**Given text:**
Earth observing (EO) satellite missions have typically required large spacecraft with multiple payloads, resulting in high costs. For example, the 1997 SeaStar satellite (known later as OrbView-1) with its Sea-viewing Wide Field-of-View Sensor (SeaWiFS)2, 3 cost more than $100M,4 including the sensor, spacecraft, and launch costs. A constellation of EO CubeSats could change this, providing daily or finer temporal resolution and better spatial resolution for dramatically reduced cost.

CubeSats are small, inexpensive satellites built on a concept created by Stanford University's Space Systems Development Laboratory and California Polytechnic State University intended to provide less-expensive access to space.5, 6 SeaHawk is a CubeSat fitted with a low-cost, miniature ocean color sensor known as HawkEye that will allow fine-spatial-resolution observations of the ocean. SeaHawk's low cost, mass, and volume, and short development time should enable more similar EO missions in the future. SeaHawk (see Figure 1) will be 200 times smaller (10×10×30 cm3 vs. 50×50×200 cm3) and 100 times lighter (∼3kg vs. 309kg) than OrbView-1, with eight times finer resolution (120m vs. 1km) and similar signal-to-noise ratio.

Figure 1. The HawkEye ocean color sensor interfaces to a CubeSat bus via four corner side-rails connected to the satellite bus.

Two SeaHawk CubeSats7–9 are being built over a two-year period (2015–2017) to be launched in 2018, for a cost of $1.7M. SeaHawk has completed its Critical Design Review. There is no technology development involved because commercial subsystems are used throughout. SeaHawk is a 3U CubeSat composed of a 2U standard bus produced by Clyde Space of Glasgow, Scotland, and a 1U HawkEye multispectral ocean color sensor.

HawkEye uses eight spectral bands with ground sample distance of about 120m from a nominal 540km polar orbit. HawkEye's specifications are summarized in Table 1. The red rectangle in Figure 2 shows HawkEye's nominal field of view. The system engineering approach driving SeaHawk and HawkEye is based on fitting HawkEye within a 10cm cube with SeaWiFS radiometry at 120m nadir resolution from an orbit altitude of 540km over a 350km swath. HawkEye's 120m resolution dramatically improves imaging capabilities compared to the 1km resolution of OrbView-1's SeaWiFS.

Table 1.HawkEye offers eight Sea-viewing Wide Field-of-View Sensor (SeaWiFS) spectral bands with 140μrad instantaneous field of view per band. SNR: Signal-to-noise ratio. Ltyp: Typical radiance level.

**Complete the following:**
a – Update the stretch of the SeaHawk text from "Two SeaHawk CubeSats7–9" through "ocean color sensor.", putting "Preliminary Design Review" where "Critical Design Review" now stands.
b – Put this sentence from the SeaHawk text into Spanish: "There is no technology development involved because commercial subsystems are used throughout."

(Dataset entries)
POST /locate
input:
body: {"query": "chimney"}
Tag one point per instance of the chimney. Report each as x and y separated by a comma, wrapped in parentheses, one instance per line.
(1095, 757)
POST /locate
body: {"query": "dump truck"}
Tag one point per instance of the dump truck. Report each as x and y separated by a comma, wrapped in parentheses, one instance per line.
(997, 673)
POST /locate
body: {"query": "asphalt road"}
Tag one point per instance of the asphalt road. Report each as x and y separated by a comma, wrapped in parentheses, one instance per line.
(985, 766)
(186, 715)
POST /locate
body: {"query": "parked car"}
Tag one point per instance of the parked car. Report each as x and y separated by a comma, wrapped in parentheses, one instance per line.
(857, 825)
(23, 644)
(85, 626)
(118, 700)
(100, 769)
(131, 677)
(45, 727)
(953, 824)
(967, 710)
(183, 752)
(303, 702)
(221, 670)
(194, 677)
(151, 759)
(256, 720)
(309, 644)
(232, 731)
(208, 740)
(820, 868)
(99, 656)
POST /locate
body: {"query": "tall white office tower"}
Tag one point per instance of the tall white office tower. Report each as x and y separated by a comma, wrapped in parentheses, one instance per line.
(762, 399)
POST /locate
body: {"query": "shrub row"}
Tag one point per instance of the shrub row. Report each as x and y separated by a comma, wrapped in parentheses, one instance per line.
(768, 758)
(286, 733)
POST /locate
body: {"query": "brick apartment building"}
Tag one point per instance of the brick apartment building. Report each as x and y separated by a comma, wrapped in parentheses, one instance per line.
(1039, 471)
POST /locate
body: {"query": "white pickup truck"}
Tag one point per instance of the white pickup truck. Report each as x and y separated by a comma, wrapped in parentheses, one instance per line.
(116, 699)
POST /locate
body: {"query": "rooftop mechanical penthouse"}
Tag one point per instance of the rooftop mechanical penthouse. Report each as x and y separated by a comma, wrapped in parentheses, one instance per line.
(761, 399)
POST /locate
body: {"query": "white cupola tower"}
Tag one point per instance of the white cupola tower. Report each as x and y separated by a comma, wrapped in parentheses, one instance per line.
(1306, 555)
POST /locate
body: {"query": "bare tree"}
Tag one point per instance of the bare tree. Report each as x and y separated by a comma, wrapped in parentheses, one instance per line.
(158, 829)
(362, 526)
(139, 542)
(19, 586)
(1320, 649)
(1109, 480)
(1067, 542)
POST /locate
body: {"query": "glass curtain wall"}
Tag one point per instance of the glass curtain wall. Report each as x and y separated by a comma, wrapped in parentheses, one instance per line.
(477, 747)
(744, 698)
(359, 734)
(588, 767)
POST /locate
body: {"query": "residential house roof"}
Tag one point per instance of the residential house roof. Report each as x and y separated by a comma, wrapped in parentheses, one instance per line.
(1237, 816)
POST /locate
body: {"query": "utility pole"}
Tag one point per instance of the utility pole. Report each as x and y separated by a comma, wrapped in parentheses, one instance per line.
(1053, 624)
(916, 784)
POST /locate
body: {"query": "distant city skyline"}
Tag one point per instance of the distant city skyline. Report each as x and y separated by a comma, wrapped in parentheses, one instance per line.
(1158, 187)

--

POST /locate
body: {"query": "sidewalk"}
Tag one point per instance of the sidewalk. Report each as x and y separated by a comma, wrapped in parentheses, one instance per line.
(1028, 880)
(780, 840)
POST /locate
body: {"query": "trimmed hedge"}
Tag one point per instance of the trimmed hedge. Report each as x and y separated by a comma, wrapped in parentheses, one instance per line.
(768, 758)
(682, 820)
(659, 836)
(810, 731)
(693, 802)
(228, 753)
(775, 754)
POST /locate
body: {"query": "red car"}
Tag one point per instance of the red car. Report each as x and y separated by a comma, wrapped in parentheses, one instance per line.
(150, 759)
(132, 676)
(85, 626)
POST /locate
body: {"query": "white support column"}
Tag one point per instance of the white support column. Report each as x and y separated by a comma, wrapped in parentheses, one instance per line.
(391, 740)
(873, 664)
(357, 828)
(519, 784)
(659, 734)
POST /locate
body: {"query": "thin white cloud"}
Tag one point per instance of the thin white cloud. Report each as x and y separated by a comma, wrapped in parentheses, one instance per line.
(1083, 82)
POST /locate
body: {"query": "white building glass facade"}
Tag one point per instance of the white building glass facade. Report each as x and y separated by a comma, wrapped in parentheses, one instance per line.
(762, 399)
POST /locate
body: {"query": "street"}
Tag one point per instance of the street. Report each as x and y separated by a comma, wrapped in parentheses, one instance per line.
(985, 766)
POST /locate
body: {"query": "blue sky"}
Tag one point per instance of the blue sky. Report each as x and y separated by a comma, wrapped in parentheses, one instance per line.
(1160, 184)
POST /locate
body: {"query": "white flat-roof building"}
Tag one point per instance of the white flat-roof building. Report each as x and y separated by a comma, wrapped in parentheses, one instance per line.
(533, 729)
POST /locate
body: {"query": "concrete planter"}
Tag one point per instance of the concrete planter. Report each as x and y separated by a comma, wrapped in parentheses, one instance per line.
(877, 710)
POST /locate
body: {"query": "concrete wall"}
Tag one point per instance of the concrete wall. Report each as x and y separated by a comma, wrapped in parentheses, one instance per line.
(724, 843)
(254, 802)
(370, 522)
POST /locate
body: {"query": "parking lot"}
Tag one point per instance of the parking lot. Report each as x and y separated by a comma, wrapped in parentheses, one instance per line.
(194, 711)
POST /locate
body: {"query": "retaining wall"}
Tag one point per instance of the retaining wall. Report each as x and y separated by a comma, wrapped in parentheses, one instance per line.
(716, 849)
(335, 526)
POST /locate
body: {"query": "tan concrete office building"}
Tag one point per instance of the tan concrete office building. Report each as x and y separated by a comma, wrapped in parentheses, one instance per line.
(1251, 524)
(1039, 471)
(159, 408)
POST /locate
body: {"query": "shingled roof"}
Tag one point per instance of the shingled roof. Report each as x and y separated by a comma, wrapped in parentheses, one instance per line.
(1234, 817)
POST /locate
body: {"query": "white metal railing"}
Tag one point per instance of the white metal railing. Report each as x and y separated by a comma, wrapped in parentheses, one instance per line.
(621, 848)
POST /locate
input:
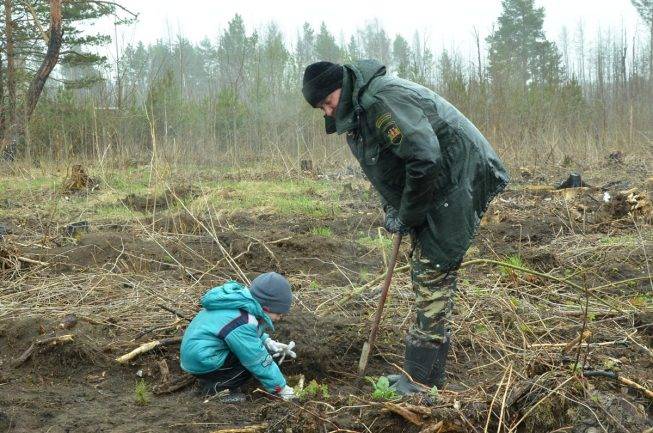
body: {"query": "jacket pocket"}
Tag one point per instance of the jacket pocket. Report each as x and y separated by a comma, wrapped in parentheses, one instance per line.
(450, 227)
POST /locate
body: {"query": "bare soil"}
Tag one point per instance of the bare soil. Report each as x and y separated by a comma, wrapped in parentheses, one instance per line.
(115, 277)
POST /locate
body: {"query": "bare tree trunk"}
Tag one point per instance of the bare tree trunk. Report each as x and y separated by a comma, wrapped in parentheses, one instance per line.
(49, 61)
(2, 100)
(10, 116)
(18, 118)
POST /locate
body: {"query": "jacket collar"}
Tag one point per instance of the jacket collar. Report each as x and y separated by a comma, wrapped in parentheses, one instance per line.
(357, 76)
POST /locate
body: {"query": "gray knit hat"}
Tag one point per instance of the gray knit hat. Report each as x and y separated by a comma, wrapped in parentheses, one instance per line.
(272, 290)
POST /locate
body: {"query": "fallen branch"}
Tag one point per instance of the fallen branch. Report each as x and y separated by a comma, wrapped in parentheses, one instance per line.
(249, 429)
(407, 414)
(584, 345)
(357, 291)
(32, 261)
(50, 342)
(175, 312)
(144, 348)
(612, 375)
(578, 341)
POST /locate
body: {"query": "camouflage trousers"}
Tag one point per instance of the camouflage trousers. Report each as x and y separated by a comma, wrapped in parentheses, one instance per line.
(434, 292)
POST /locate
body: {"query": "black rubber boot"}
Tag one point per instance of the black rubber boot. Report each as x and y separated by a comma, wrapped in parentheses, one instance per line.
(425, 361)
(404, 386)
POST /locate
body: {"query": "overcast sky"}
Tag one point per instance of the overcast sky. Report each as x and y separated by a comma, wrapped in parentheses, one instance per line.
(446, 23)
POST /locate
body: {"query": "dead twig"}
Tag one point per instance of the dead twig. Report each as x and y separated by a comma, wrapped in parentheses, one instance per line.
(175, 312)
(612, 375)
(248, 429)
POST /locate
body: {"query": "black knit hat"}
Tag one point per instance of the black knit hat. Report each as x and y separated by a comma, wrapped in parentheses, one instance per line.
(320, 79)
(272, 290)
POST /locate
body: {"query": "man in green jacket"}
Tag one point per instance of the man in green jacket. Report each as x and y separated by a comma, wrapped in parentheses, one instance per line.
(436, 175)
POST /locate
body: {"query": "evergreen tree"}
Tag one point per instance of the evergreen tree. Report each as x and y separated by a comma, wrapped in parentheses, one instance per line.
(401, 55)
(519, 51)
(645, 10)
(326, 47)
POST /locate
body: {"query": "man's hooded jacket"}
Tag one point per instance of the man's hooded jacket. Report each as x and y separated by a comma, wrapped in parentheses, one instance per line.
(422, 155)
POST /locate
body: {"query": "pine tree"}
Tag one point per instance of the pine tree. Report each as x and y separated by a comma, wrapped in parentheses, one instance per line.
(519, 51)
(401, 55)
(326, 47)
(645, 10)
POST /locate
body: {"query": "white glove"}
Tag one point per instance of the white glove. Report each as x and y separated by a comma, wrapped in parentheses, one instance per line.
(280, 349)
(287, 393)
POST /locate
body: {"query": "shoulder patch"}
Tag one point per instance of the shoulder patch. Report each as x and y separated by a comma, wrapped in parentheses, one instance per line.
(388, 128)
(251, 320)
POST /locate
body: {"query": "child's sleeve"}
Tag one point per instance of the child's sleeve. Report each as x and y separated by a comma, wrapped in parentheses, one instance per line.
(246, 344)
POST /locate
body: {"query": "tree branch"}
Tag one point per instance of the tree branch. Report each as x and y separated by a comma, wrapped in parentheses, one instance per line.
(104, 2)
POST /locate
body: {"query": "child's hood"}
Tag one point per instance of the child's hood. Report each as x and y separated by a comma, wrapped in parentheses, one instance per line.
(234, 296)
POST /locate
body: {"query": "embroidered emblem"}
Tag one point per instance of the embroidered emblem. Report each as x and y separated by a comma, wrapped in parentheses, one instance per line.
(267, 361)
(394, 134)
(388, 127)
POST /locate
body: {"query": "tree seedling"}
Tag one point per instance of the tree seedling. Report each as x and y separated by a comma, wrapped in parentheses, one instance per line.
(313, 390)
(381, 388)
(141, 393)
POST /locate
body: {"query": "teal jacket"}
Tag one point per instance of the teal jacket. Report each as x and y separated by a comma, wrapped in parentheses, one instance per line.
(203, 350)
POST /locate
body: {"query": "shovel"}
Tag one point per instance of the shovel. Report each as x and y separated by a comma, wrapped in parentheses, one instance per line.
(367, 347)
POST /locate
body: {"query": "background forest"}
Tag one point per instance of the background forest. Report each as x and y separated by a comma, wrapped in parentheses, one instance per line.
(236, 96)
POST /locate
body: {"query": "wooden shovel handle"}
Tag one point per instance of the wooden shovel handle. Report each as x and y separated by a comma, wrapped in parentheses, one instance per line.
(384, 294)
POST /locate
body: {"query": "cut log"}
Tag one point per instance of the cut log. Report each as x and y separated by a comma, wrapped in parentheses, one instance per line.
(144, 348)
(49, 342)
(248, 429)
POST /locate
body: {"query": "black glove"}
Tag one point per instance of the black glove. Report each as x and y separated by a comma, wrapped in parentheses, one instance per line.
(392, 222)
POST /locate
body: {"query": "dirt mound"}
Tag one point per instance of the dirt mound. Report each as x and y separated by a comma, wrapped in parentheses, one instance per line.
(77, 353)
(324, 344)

**Exercise responses:**
a –
Two SeaHawk CubeSats7–9 are being built over a two-year period (2015–2017) to be launched in 2018, for a cost of $1.7M. SeaHawk has completed its Preliminary Design Review. There is no technology development involved because commercial subsystems are used throughout. SeaHawk is a 3U CubeSat composed of a 2U standard bus produced by Clyde Space of Glasgow, Scotland, and a 1U HawkEye multispectral ocean color sensor.

b – No hay desarrollo tecnológico de por medio porque se usan subsistemas comerciales en todo el sistema.